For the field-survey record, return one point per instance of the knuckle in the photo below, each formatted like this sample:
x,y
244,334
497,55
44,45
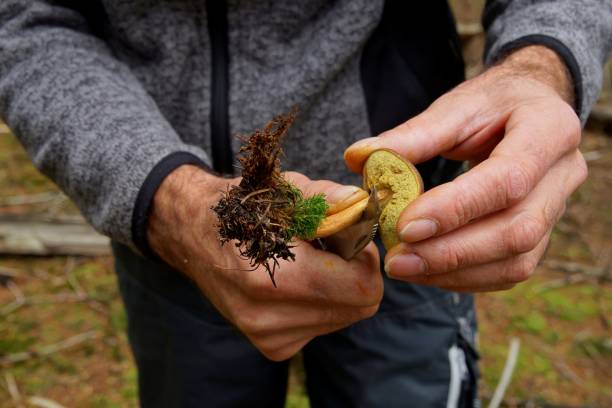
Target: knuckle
x,y
464,207
451,258
572,126
276,353
518,182
525,233
581,171
251,323
520,270
368,312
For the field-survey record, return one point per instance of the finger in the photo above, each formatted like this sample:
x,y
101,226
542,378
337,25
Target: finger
x,y
493,276
320,277
338,196
450,120
507,233
516,165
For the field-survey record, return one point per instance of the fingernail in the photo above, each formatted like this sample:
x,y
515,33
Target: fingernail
x,y
368,141
418,230
341,194
405,265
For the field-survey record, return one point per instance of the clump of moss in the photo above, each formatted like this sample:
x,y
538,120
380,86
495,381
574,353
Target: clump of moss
x,y
265,212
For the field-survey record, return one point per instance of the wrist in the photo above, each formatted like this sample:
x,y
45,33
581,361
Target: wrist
x,y
181,203
543,65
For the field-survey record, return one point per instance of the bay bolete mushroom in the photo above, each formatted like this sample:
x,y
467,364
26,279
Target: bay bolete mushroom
x,y
397,184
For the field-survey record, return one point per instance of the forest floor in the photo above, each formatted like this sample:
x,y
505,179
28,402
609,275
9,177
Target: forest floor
x,y
68,343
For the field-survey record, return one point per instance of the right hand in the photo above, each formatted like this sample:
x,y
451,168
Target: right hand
x,y
317,294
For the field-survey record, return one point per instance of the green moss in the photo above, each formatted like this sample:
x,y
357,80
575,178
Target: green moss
x,y
308,214
386,170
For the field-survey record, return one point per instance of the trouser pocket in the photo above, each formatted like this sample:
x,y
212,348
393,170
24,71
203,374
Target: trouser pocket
x,y
463,365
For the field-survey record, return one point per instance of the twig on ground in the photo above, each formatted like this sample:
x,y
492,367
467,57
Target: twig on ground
x,y
48,350
47,299
71,277
43,402
604,273
14,289
500,390
13,390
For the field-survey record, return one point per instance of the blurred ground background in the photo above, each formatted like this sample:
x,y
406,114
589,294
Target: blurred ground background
x,y
62,325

* _EXERCISE GOAL_: Reproduce verbatim the stretch of lines beginning with the one containing "of the twig" and ending at the close of the entries above.

* _REPLY TO THE TASK_:
For the field-survey record, return one point per instance of the twig on ground in the photo above, each formatted like this sample:
x,y
492,367
467,57
Target: twig on ground
x,y
48,350
47,299
71,277
43,402
604,273
14,289
500,390
13,390
For the field-survey record, return one point per instance of the blurred ground background in the photo above, each formatted like this sample:
x,y
406,114
589,294
Target: blurred ground background
x,y
62,325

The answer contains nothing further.